◆ What you need to do ◆
Rewrite the material below with every "Locate" changed to "Find", keeping all other text the same.

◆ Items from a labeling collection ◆
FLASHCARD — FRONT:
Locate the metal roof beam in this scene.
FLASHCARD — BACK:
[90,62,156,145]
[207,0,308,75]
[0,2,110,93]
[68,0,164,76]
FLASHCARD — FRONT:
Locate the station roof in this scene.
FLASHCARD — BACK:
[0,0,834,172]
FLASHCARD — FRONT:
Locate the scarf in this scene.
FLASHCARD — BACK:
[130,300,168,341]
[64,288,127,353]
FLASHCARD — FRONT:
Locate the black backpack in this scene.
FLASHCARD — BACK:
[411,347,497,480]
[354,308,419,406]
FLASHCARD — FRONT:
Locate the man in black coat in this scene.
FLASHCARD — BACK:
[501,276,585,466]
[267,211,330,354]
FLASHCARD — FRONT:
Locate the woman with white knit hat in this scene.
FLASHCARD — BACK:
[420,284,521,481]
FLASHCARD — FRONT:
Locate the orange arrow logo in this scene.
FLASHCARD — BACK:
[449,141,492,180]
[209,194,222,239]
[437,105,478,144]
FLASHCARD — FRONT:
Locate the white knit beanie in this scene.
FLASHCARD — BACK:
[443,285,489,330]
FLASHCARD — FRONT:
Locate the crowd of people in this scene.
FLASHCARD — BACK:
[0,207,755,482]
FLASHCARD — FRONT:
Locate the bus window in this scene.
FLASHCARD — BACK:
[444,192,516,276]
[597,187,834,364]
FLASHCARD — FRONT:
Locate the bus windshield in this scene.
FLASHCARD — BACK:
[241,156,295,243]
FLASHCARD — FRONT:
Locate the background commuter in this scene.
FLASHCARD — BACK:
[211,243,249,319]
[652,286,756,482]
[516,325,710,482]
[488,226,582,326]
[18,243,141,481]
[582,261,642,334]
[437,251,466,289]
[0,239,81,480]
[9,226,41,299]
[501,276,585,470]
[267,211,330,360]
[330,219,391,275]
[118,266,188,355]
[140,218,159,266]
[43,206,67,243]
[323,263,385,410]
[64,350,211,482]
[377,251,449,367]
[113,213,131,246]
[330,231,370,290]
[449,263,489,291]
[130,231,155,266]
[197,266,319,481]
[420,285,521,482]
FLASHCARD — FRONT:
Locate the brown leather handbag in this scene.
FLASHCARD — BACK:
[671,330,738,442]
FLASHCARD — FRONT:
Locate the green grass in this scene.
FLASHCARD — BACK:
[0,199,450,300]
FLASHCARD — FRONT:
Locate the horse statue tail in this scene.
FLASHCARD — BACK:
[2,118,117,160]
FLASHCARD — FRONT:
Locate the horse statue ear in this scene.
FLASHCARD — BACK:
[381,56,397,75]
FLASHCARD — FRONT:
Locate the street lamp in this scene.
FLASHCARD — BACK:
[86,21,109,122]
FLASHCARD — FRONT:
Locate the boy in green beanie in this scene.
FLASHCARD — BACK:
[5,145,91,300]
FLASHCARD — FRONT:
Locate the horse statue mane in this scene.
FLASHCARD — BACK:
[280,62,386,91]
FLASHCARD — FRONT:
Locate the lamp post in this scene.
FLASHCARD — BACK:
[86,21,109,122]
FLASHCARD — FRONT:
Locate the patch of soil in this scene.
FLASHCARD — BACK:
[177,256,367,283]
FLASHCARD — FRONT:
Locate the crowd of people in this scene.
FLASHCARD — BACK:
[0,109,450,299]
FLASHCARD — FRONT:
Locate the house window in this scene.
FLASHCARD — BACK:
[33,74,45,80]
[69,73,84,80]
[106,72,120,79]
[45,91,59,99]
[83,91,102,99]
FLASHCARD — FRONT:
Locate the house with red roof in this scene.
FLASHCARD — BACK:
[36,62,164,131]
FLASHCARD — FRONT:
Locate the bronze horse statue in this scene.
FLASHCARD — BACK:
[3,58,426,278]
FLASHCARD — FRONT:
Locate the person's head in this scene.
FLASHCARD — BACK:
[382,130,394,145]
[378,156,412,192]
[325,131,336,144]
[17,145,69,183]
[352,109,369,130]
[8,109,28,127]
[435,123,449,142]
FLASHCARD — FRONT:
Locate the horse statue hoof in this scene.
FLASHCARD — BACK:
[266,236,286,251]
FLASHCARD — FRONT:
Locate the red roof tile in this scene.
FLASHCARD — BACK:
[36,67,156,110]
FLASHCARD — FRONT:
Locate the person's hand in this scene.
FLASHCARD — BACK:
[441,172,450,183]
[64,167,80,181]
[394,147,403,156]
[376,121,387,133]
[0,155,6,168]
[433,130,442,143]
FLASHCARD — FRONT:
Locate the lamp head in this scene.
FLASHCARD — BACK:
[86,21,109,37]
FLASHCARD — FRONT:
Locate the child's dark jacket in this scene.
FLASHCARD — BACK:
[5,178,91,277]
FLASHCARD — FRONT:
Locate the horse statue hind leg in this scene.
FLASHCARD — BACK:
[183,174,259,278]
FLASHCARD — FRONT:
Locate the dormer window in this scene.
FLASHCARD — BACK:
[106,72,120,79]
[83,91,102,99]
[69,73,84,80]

◆ Exercise answer ◆
FLASHCARD — FRONT:
Find the metal roof beam in this scene.
FLASHCARD — BACK:
[90,62,156,145]
[207,0,308,75]
[0,2,110,93]
[68,0,164,76]
FLASHCARD — FRONT:
Find the station roof in this scene.
FLASHCARD — BACK:
[0,0,834,172]
FLASHCARD — FRONT:
Find the scarf in this scene.
FLASHCARD — BACK:
[130,300,168,341]
[64,288,127,353]
FLASHCARD — FRONT:
Find the black backpack in this scene.
FLASHCARD — BACK:
[411,347,497,480]
[354,308,419,406]
FLASHCARD — FRONT:
Find the man in black coat in this scene.
FLASHCARD — BACK:
[501,276,585,466]
[267,211,330,354]
FLASHCARD — FRONT:
Find the woman with white knit hat in this scene.
FLASHCARD — BACK:
[420,284,521,481]
FLASHCARD — FRONT:
Find the orange arrow logo in this scene.
FLASHCARD — BACK:
[449,141,492,180]
[209,194,222,239]
[437,105,478,144]
FLASHCARD — FRONT:
Find the white knit beanie in this scene.
FLASHCARD — BACK:
[443,285,489,330]
FLASHCARD — FRONT:
Find the crowd of people in this scene.
FLASHCARD — BACK:
[0,207,755,482]
FLASHCARD — FRONT:
Find the bus window in this scene.
FLASHCARD — BACK:
[444,192,516,276]
[597,187,834,364]
FLASHCARD — FRONT:
Find the bus windshield in this scene.
FLASHCARD — BACK:
[241,156,295,243]
FLASHCARD — FRONT:
Find the background commuter in this scene.
FLASHCARD — BACK:
[211,243,249,319]
[652,286,756,482]
[516,325,710,482]
[488,226,582,326]
[18,243,141,481]
[582,261,642,334]
[437,251,466,289]
[0,239,81,480]
[9,226,41,299]
[501,276,585,470]
[267,211,330,360]
[330,219,391,275]
[118,266,188,355]
[140,218,159,266]
[43,206,67,243]
[323,263,385,410]
[64,350,211,482]
[377,251,449,367]
[113,213,131,246]
[330,231,370,290]
[449,263,489,291]
[130,231,155,266]
[197,266,319,481]
[420,285,521,482]
FLASHCARD — FRONT:
Find the brown leather handbag in this scene.
FLASHCARD — BACK:
[671,330,738,442]
FLASHCARD — FRONT:
Find the green grass in this scene.
FLASHCARD — BACK:
[0,199,450,300]
FLASHCARD — FRONT:
Find the horse statue tail in this scene.
FLASHCARD — BACK:
[2,118,117,160]
FLASHCARD — FRONT:
Find the horse statue ear in this scene.
FLASHCARD — BACK:
[381,56,397,75]
FLASHCARD — FRONT:
Find the street lamp in this scene.
FLASHCARD — BACK:
[86,21,109,122]
FLASHCARD — FRONT:
Find the boy in green beanie in this scene.
FLASHCARD — BACK:
[5,145,91,300]
FLASHCARD — FRONT:
Find the horse statue mane in this scene.
FLASHCARD — BACK:
[280,62,386,91]
FLASHCARD — FRONT:
Find the lamp post in this scene.
FLASHCARD — BACK:
[86,21,109,122]
FLASHCARD — FRONT:
Find the patch of soil in this scene.
FLASHCARD — BACK:
[177,256,367,283]
FLASHCARD — FRONT:
Find the crowd of people in this scene.
FLASHCARD — BACK:
[0,109,450,299]
FLASHCARD — FRONT:
Find the house window in this scene.
FLASHCARD — BACK:
[33,74,45,80]
[69,73,84,80]
[106,72,120,79]
[45,91,59,99]
[83,91,102,99]
FLASHCARD — FRONT:
Find the house with red roof in this scene.
FLASHCARD — BACK:
[36,62,164,131]
FLASHCARD — FRONT:
Find the bronze horse statue in this scene.
FLASHCARD — BACK:
[3,58,426,278]
FLASHCARD — FRONT:
Find the person's head in this scene.
FLASHCARD — BACK:
[382,130,394,145]
[378,156,412,192]
[325,131,336,144]
[17,145,69,183]
[352,109,369,130]
[8,109,28,127]
[435,123,449,142]
FLASHCARD — FRONT:
Find the horse statue hoof in this scene.
FLASHCARD — BACK:
[266,236,286,251]
FLASHCARD — FRONT:
Find the red roof tile in this scene.
FLASHCARD — BACK:
[36,67,156,110]
FLASHCARD — FRONT:
Find the person's hand in this scene.
FLASHCARD — BACK:
[441,172,450,183]
[64,167,80,181]
[394,147,403,156]
[376,121,387,133]
[0,155,6,168]
[433,130,442,143]
FLASHCARD — FRONT:
Find the lamp head in this scene.
FLASHCARD — BACK:
[86,21,109,37]
FLASHCARD — FRONT:
Find the child's dark jacket in this scene.
FLASHCARD — BACK:
[5,178,91,277]
FLASHCARD — FRONT:
Find the horse statue hind leg in this scene.
FLASHCARD — BACK:
[183,174,259,278]
FLASHCARD — FRONT:
Find the dormer window in this scene.
FLASHCARD — BACK:
[106,72,120,79]
[83,91,102,99]
[69,73,84,80]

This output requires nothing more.